By Barb Arland-Fye
The Catholic Messenger
DAVENPORT — St. Ambrose University celebrated a milestone Dec. 17 when 29 members of the inaugural class in the Master of Physician Assistant Degree program received their diplomas. Many of the grads already have secured jobs in a medical field urgently needing their skills.
Their rigorous, 2-1/2-year course has equipped them to provide patient care that includes performing physical examinations, ordering tests, diagnosing and treating illness, performing minor procedures and first-assisting in surgery. Physician assistants can help alleviate the challenge of meeting healthcare needs in areas with a shortage of physician providers. Members of this first cohort to graduate from the program have the opportunity to serve where their passions call them.
Trevor Portiner will work in internal medicine at Lower Manhattan Hospital in New York City as a hospitalist. “I’m most excited about having a career where you can impact somebody’s life. This is one job that I’m 100 percent sure I’m doing what I want to do,” he said.
Cassie Schill anticipates her new job in Valentine, Neb., where she will work in family practice, the ER and outpatient care. She hopes to also get involved in flight paramedic work.
She fell in love with the culturally diverse community, located near the Rosebud Indian Reservation, while doing a four-week clinical rotation there. “It’s the only hospital within a 150-mile radius,” she said.
“You have to be able to take in whoever walks in the door and treat them, no matter the intensity or seriousness” of the health challenge. She and her husband, Matt, also discovered a need for general contractors in the area. “It’s like coming home,” Schill said.
For Amanda Proczak, home will be in Iowa, where she will work in general surgery for Great River Health Systems in Burlington. “I’ll be the first physician assistant in general surgery they’ve had,” she said. Her fiance’s family lives in Burlington, so she chose that community as a place to begin her medical career. “I’m looking most forward to being independent, being able to come up with my own treatment base.” She is also eager to meet patients and build relationships, something that couldn’t happen during the short-term clinical rotations. Now, “I’ll be able to follow people’s progression.”

▶ **Work request 1**
Answer these questions from the article on the St. Ambrose graduates:
(a) How many members of the inaugural class received diplomas?
(b) In which specialty and at which hospital will Trevor Portiner work?
(c) For which health system will Amanda Proczak work in general surgery?
▶ **Work request 2**
Reproduce verbatim the passage of the article on the St. Ambrose graduates, starting with "By Barb Arland-Fye" and going on through "passions call them.".

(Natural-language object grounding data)
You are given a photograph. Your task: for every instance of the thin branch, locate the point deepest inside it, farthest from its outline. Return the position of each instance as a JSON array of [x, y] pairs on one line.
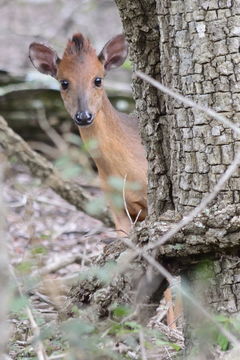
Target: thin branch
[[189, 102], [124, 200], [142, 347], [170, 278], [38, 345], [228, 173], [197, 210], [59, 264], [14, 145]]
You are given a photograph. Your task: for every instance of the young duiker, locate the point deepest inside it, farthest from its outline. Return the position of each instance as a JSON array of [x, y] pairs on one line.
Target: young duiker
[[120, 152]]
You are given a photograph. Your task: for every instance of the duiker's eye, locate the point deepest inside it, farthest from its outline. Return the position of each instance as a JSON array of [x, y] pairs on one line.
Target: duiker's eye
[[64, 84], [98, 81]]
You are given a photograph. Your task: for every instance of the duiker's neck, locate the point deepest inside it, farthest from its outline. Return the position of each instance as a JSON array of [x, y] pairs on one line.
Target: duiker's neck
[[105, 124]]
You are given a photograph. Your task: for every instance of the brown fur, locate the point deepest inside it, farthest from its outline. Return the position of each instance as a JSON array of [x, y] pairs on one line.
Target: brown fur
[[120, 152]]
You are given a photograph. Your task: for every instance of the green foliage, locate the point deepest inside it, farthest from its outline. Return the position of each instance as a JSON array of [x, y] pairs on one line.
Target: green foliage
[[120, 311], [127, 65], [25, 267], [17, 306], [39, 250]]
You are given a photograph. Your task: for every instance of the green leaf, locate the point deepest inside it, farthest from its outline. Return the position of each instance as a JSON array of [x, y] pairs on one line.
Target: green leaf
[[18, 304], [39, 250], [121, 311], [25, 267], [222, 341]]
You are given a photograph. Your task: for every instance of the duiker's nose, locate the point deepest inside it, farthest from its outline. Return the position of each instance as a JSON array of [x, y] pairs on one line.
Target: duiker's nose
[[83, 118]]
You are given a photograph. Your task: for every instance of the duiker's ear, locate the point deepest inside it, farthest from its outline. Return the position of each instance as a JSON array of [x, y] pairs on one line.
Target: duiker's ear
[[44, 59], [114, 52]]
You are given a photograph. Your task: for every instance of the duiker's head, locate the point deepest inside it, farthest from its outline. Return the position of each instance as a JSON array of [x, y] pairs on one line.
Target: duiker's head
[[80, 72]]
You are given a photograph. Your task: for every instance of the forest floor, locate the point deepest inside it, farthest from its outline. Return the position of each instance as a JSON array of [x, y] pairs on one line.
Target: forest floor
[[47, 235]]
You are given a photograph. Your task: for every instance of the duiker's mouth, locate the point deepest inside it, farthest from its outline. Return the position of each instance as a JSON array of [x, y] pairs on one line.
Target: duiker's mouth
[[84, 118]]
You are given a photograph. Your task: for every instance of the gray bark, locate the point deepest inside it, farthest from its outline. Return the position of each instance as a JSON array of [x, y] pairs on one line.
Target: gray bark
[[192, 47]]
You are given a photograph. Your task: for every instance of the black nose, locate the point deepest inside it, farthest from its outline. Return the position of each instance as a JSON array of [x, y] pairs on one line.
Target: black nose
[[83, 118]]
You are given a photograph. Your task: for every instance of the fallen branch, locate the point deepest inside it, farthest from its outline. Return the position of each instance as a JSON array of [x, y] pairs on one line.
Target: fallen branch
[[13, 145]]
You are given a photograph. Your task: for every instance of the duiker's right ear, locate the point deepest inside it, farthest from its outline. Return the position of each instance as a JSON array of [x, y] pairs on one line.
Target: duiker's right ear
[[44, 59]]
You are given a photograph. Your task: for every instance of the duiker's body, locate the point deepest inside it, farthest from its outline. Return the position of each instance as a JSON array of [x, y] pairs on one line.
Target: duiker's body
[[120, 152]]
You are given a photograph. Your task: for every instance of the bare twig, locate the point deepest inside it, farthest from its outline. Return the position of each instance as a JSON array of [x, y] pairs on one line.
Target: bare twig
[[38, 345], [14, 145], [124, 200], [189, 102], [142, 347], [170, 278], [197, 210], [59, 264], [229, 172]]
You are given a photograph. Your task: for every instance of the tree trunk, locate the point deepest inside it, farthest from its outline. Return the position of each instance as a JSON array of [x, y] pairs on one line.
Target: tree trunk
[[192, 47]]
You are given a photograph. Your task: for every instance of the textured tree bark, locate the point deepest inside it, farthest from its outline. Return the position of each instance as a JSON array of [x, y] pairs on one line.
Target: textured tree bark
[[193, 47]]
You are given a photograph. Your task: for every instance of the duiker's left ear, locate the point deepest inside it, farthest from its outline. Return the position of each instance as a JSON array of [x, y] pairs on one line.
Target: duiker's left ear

▶ **Answer section 1**
(a) 29
(b) Internal medicine, at Lower Manhattan Hospital in New York City
(c) Great River Health Systems in Burlington

▶ **Answer section 2**
By Barb Arland-Fye
The Catholic Messenger
DAVENPORT — St. Ambrose University celebrated a milestone Dec. 17 when 29 members of the inaugural class in the Master of Physician Assistant Degree program received their diplomas. Many of the grads already have secured jobs in a medical field urgently needing their skills.
Their rigorous, 2-1/2-year course has equipped them to provide patient care that includes performing physical examinations, ordering tests, diagnosing and treating illness, performing minor procedures and first-assisting in surgery. Physician assistants can help alleviate the challenge of meeting healthcare needs in areas with a shortage of physician providers. Members of this first cohort to graduate from the program have the opportunity to serve where their passions call them.